# What needs to be done:
Exact reproduction is required for all entries.

## BEGIN

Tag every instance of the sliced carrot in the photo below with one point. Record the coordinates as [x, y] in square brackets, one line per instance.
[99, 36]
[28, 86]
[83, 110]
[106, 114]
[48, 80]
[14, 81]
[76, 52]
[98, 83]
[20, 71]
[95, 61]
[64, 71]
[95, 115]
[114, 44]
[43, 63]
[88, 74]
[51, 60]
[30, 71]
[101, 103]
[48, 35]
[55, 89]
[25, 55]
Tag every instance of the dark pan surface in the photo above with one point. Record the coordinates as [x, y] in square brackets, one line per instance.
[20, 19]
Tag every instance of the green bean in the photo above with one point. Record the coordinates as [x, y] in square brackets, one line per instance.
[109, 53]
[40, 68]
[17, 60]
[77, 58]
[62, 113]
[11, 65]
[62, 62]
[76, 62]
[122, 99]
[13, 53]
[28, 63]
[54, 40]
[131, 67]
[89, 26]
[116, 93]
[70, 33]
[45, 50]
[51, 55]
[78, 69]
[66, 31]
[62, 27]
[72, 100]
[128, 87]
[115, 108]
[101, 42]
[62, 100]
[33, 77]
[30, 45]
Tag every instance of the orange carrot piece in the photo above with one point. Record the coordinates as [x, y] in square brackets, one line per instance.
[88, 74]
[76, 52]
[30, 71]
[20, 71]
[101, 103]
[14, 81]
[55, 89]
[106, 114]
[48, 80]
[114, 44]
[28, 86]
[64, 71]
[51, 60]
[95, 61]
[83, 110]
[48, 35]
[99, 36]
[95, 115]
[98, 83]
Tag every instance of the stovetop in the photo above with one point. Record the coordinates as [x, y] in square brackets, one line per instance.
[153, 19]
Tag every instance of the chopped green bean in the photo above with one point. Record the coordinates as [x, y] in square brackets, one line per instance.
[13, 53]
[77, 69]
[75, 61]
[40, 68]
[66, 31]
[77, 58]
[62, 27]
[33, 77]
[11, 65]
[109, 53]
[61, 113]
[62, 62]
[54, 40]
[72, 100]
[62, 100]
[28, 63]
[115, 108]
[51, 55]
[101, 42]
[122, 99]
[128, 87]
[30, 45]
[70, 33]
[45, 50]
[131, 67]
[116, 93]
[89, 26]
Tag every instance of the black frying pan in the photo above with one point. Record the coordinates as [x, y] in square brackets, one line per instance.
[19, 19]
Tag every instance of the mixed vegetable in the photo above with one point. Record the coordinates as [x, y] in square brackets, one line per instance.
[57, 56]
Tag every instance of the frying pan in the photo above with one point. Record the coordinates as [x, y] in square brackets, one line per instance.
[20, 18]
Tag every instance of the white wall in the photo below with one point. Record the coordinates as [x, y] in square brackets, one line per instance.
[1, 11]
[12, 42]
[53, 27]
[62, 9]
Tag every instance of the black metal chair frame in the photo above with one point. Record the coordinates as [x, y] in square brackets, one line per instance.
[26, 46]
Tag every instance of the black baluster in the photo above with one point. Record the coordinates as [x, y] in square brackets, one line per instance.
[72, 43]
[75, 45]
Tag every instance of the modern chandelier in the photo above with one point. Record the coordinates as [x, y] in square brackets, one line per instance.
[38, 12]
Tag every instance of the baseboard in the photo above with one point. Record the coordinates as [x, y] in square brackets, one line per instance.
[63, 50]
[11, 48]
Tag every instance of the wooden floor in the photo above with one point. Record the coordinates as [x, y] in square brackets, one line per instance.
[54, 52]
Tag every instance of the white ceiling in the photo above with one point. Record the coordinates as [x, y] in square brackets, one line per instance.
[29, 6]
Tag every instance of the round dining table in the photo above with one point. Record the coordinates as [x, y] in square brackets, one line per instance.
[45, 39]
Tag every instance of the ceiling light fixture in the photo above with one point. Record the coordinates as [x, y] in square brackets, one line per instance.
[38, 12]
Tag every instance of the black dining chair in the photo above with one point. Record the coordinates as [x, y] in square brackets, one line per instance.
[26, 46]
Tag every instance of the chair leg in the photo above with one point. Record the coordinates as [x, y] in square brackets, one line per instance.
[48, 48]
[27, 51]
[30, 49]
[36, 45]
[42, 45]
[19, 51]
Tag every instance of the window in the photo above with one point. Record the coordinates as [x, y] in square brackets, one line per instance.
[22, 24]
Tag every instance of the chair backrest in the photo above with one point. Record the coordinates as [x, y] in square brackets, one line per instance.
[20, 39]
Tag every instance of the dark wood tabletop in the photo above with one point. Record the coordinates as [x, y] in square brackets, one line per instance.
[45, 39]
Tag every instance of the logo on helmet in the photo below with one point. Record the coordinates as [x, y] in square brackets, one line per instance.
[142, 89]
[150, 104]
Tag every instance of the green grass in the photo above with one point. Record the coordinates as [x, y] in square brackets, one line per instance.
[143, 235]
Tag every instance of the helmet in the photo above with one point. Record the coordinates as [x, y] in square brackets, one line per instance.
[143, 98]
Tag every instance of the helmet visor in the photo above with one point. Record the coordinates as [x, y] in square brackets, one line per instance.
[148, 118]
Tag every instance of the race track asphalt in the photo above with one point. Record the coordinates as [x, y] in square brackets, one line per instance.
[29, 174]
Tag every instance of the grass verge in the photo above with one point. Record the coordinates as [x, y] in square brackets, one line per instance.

## END

# Exercise output:
Tag every instance of the sliced carrot in the photo below with one point. Record the coordinates as [x, y] in square brackets, one line per instance.
[99, 36]
[28, 86]
[83, 110]
[106, 114]
[48, 80]
[14, 81]
[76, 52]
[98, 83]
[20, 71]
[95, 61]
[64, 71]
[95, 115]
[114, 44]
[43, 63]
[88, 74]
[51, 60]
[30, 71]
[101, 103]
[48, 35]
[55, 89]
[25, 55]
Tag every instance of the dark pan surface in the photo above with one point. Record the coordinates as [x, y] in square brackets, one line per instance.
[20, 19]
Tag every instance of the green bean in the photo above with one point. Record the coordinates as [x, y] in square brackets, one line per instance.
[109, 53]
[40, 68]
[17, 60]
[77, 58]
[62, 113]
[11, 65]
[62, 62]
[76, 62]
[122, 99]
[13, 53]
[28, 63]
[54, 40]
[131, 67]
[89, 26]
[116, 93]
[70, 33]
[45, 50]
[51, 55]
[78, 69]
[66, 31]
[62, 27]
[72, 100]
[128, 87]
[115, 108]
[101, 42]
[62, 100]
[33, 77]
[30, 45]
Tag every instance of the orange carrot piece in the photo above with one point. Record the coordinates as [x, y] in square brackets, one line per instance.
[88, 74]
[76, 52]
[30, 71]
[20, 71]
[101, 103]
[14, 81]
[55, 89]
[106, 114]
[48, 80]
[114, 44]
[28, 86]
[64, 71]
[51, 60]
[95, 61]
[83, 110]
[48, 35]
[99, 36]
[95, 115]
[98, 83]
Tag every instance of the stovetop in the photo above with one point. Record the coordinates as [x, y] in square brackets, one line per instance.
[153, 19]
Tag every instance of the chopped green bean in the photo above with one point. Record the coordinates as [x, y] in square brackets, one line per instance.
[13, 53]
[77, 69]
[75, 61]
[40, 68]
[66, 31]
[77, 58]
[62, 27]
[33, 77]
[11, 65]
[109, 53]
[61, 113]
[62, 62]
[54, 40]
[72, 100]
[62, 100]
[28, 63]
[115, 108]
[51, 55]
[101, 42]
[122, 99]
[128, 87]
[30, 45]
[70, 33]
[45, 50]
[131, 67]
[116, 93]
[89, 26]
Tag every instance of the black frying pan in the photo above with one point. Record the coordinates as [x, y] in square brackets, one line per instance.
[19, 19]
Tag every instance of the mixed vegetable in the photo above with one point. Record the coordinates as [x, y] in square brackets, one line per instance.
[57, 56]
Tag every instance of the frying pan in the photo above with one point. Record the coordinates as [x, y] in square brackets, one line per instance.
[20, 18]
Tag every instance of the white wall in the photo below with one point. Record the coordinates as [x, y] in square brackets, one line per instance.
[1, 11]
[12, 42]
[53, 27]
[62, 9]
Tag every instance of the black metal chair frame in the photo above with one point. Record the coordinates as [x, y] in square brackets, one line per instance.
[26, 46]
Tag every instance of the black baluster in the photo above with one point. Record the coordinates as [x, y] in square brackets, one line per instance.
[72, 43]
[75, 45]
Tag every instance of the modern chandelier in the photo above with one point. Record the coordinates as [x, y] in square brackets, one line per instance.
[38, 12]
Tag every instance of the baseboard in the photo above with one point. Record the coordinates as [x, y] in square brackets, one line per instance.
[63, 50]
[11, 48]
Tag every instance of the wooden floor in the photo above with one point. Record the coordinates as [x, y] in square brackets, one line per instance.
[54, 52]
Tag every instance of the white ceiling in the photo above with one point. Record the coordinates as [x, y] in square brackets, one line per instance.
[29, 6]
Tag every instance of the round dining table in the photo above with one point. Record the coordinates as [x, y] in square brackets, one line per instance.
[45, 39]
Tag every instance of the ceiling light fixture in the photo above with one point. Record the coordinates as [x, y] in square brackets, one line per instance.
[38, 12]
Tag every instance of the black dining chair in the photo above with one point. Record the coordinates as [x, y] in square brackets, one line per instance.
[26, 46]
Tag every instance of the chair leg in the photo above with one point. Record the coordinates as [x, y] in square brackets, one line per instance.
[48, 48]
[27, 51]
[30, 49]
[36, 45]
[42, 45]
[19, 51]
Tag every instance of the window in the photo above with one point. Record the coordinates as [x, y] in square brackets, one line per instance.
[22, 24]
Tag every instance of the chair backrest in the photo above with one point. Record the coordinates as [x, y] in square brackets, one line per instance.
[20, 39]
Tag every instance of the dark wood tabletop in the photo above with one point. Record the coordinates as [x, y] in square brackets, one line per instance.
[45, 39]
Tag every instance of the logo on helmet in the photo below with one point. Record the coordinates as [x, y] in square brackets, one line per instance.
[142, 89]
[150, 104]
Tag every instance of the green grass in the photo above with one point. Record the coordinates as [x, y] in square brackets, one line per instance.
[143, 235]
Tag every instance of the helmet in the photo above with one point. Record the coordinates as [x, y] in square brackets, one line per instance.
[143, 98]
Tag every instance of the helmet visor in the photo above with one point. Record the coordinates as [x, y] in square brackets, one line per instance.
[148, 118]
Tag every instance of the race track asphalt in the photo above with one point. Record the coordinates as [x, y] in square brackets, one line per instance.
[29, 174]
Tag every instance of the grass verge in the photo above with one point. Record the coordinates as [x, y] in square brackets, one line per instance.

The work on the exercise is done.